**Document segment:**
== == ==

Hi,
I think you are correct that it’s made as a Mercury switch.
The up hill angle of its body is there for the purpose of keeping the mercury laying at the lowest end.
If the car goes down a really steep hill the switch will open.
It could be considered a safety feature to prevent operation during mountain driving. It’s best not to use your cruise control under this condition anyways!
I found, in East Scotland, one 20% grade for a couple miles and that made eyes bug out!
I had rented a Ford Mondero, like a Mustang and the Second gear screamed 4,000 rpm’d the engine going down hill!
I had plenty of speed, thank you!
The next reason for the angle is if the car has a sudden stop, like a crash or panic stop conditions.
I surmise that the circuit it is on, is one in the same as the foot pedals are on, or the stalk / turn signal switch. If those don’t work it will!
Actual power in or to a grounding point, I don’t know, but possible? So breaker, maybe, sort of?
For information:
Mercury switches were commonly used on low voltage controls, like home thermostat devices.
Mercury is not limited to these type of applications, as I have seen them use in convection reheat ovens, as a main contactor or relay to turn on and off heating elements with a one horsepower blower fan.
Very very reliable and must still be used for quite awhile.
40-50 amperages @ 480 volts of three phase power is lots of watts! Trust me, the disconnect plug-in cords on these ovens were huge! Two handed huge!
The beauty of Mercury it is a liquid that continually rotates its contact surfaces so there is far less pitting or arcing residue complaints. In most cases, they are forever operational.
For humans to care about, that’s a while! (:-)
A thought on these switches is that, they disappeared due to Mercury’s toxicity!
Consequently these switches in our trunk & dome lights in the older cars, will be no more!
Temporarily, we went back to mechanical levers and weighted types that are more subject to weathering and corrosion damage.
Thankfully or NOT? The introduction of more black boxes with “CAN buses,” the digital age has replaced many applications.
I wonder how It works with massive amounts of semiconductors to carry the high wattage jobs, reliably, since I retired 15 years ago, so maybe, not completely!
That picture, in the other post, is a snap shot for history and Volvo car buffs!
Yes, that what I was trying to describe, Art!

== == ==

[Natural language descriptions of regions]
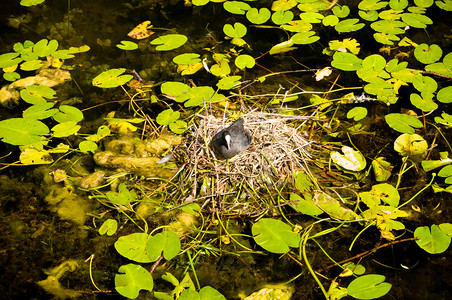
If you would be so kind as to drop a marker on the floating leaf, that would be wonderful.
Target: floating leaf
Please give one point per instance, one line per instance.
(166, 243)
(169, 41)
(357, 113)
(236, 31)
(433, 239)
(403, 123)
(167, 117)
(274, 235)
(133, 247)
(236, 7)
(346, 61)
(132, 279)
(282, 17)
(187, 59)
(109, 227)
(348, 25)
(141, 31)
(65, 129)
(256, 16)
(410, 145)
(351, 160)
(428, 54)
(40, 111)
(111, 78)
(244, 61)
(305, 38)
(371, 286)
(68, 113)
(45, 48)
(127, 45)
(20, 131)
(445, 95)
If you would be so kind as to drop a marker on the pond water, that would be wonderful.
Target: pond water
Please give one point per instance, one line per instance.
(54, 202)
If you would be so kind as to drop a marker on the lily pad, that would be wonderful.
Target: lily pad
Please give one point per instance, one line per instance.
(169, 41)
(133, 247)
(351, 160)
(371, 286)
(111, 78)
(428, 54)
(166, 243)
(132, 279)
(258, 16)
(274, 235)
(403, 123)
(433, 239)
(21, 131)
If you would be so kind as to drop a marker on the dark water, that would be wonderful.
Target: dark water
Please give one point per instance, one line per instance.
(34, 238)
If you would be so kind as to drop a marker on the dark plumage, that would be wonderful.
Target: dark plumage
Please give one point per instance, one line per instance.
(232, 140)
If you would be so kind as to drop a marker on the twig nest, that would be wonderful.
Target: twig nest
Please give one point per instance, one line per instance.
(277, 149)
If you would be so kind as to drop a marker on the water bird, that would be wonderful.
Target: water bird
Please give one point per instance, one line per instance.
(231, 140)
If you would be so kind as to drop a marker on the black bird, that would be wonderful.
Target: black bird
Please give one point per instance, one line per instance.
(232, 140)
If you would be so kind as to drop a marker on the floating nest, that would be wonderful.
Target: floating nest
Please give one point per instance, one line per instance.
(278, 149)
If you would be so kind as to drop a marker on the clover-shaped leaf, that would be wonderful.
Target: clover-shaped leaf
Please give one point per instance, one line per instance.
(169, 41)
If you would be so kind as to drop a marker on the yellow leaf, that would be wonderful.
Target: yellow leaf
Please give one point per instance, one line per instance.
(142, 31)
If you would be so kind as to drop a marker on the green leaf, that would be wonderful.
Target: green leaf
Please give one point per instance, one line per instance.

== == ==

**Action item:**
Revise the stretch of the mercury switch post from "The up hill" through "speed, thank you!", putting "alpine driving" in place of "mountain driving".

**Solution for this task:**
The up hill angle of its body is there for the purpose of keeping the mercury laying at the lowest end.
If the car goes down a really steep hill the switch will open.
It could be considered a safety feature to prevent operation during alpine driving. It’s best not to use your cruise control under this condition anyways!
I found, in East Scotland, one 20% grade for a couple miles and that made eyes bug out!
I had rented a Ford Mondero, like a Mustang and the Second gear screamed 4,000 rpm’d the engine going down hill!
I had plenty of speed, thank you!